◆ SET PROBLEM:
List each line in the data below that contains the word "lawn". Match it case-sensitively.
-- START OF DATASET EXCERPTS --
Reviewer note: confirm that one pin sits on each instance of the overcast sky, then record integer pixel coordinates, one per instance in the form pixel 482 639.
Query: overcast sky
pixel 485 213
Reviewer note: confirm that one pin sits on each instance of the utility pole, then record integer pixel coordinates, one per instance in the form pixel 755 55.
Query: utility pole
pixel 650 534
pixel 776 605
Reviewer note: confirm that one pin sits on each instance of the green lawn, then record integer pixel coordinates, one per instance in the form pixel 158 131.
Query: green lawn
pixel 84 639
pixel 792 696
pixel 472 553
-- END OF DATASET EXCERPTS --
-- START OF DATASET EXCERPTS --
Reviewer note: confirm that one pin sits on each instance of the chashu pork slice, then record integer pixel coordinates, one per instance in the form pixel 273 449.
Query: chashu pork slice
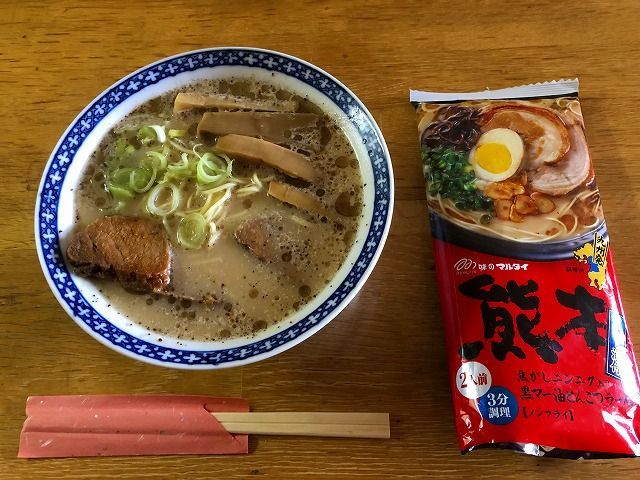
-- END OF DATASET EXCERPTS --
◆ WRITTEN ANSWER:
Reviewer note: confirm that one pin sits on each instance of the green lawn, then record integer pixel coordinates, one per instance in the form pixel 158 131.
Query: green lawn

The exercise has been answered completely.